TAREA ASIGNADA A: Reproduce sin cambios la parte del listado que empieza en la línea que contiene "[locate] boat railing" y llega hasta el final del listado, con ambos extremos incluidos.

***** TEXTO PARA LEER

“Les habla una Ifryta”

 

 

Así me siento.

Una “Ifryta”, con mucha fuerza, lo mismo puedo causar bien que mal.

Puedo armar un remolino de sensaciones desencontradas por mi opinión vehemente, pero siento que no soy comprendida.

No crean que por aplaudir la oratoria de una u otro, su claro mensaje representativo, voy a tirar la toalla.

Me enfrento a la Lucha por el bien Común, sí ese que a nadie le suena, ese al que el individualismo feroz ha condenado al ridículo.

 

Ese “Simorg” persa que pocas conocen…

 

No me siento obligada a nada, por nadie, y jamás lo he consentido.

Sólo mi alma, acrisolada con fuego y metal, tiene limitaciones. Este cuerpo prestado también las tiene. Esas son mis fronteras.

También las que opongo firmemente en pos de una estrategia política que siga el cauce de lo que nos atañe a todas.

Las Fronteras. Los confines.

 

No a las de una facción, o a la contraria.

Me mantengo aparte, porque “cuando se crean Clanes te diriges a la Familia”, una institución jerárquica en la que cada miembro tiene un papel predefinido, arcaico y que no se corresponde con los cambios de paradigma.

Una institución pesada y vieja; hay que arrastrarla y pesa mucho. Muchas veces con antagonismos serios entre las personas que la componen.

**********

TAREA ASIGNADA B: Enumera todos los fragmentos que aparecen entre comillas en el texto, incluido el título, en el orden en que figuran.

***** LISTADO PROPORCIONADO

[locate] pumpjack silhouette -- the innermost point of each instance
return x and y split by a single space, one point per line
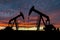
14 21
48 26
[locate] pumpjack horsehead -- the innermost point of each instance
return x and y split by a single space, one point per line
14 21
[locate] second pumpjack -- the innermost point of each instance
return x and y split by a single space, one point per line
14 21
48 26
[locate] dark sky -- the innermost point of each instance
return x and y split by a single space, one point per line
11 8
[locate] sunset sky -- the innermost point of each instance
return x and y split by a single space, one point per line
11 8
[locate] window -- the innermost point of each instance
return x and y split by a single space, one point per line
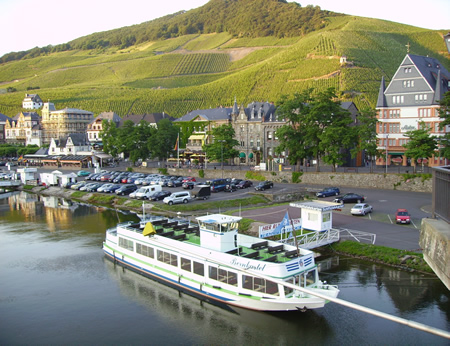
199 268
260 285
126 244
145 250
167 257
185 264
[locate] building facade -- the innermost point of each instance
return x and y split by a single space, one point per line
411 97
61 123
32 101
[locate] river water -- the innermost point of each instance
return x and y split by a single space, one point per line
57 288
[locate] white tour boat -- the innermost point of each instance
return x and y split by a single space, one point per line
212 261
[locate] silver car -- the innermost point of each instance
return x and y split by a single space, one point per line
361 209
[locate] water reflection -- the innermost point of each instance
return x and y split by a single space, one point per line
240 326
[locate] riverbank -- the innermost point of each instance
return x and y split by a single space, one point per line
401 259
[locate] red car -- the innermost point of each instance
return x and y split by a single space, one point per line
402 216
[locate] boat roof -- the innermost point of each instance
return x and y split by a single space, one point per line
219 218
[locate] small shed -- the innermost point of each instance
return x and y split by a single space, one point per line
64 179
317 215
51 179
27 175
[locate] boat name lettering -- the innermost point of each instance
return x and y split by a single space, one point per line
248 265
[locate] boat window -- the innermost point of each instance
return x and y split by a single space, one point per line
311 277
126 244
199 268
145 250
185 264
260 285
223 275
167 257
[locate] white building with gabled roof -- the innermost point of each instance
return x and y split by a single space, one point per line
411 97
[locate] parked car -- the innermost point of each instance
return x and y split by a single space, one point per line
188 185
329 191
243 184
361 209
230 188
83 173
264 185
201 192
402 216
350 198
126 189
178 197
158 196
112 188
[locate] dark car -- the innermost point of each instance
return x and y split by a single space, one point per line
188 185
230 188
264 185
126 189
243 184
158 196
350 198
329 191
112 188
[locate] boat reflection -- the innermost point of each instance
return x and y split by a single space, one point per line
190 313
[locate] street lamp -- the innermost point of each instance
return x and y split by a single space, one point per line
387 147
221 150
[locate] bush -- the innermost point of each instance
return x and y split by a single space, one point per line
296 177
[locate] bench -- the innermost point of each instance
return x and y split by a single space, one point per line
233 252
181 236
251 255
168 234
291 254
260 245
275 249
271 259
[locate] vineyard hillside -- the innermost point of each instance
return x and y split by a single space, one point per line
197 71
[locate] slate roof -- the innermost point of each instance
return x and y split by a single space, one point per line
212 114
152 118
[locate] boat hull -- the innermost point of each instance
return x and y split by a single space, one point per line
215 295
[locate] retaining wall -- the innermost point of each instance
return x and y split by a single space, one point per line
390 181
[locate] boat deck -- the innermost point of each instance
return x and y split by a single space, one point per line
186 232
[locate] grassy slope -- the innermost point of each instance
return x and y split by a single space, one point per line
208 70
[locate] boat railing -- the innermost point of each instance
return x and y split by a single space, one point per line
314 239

**********

SOLUCIÓN ESCRITA A:
[locate] boat railing -- the innermost point of each instance
return x and y split by a single space, one point per line
314 239

SOLUCIÓN ESCRITA B:
Les habla una Ifryta
Ifryta
Simorg
cuando se crean Clanes te diriges a la Familia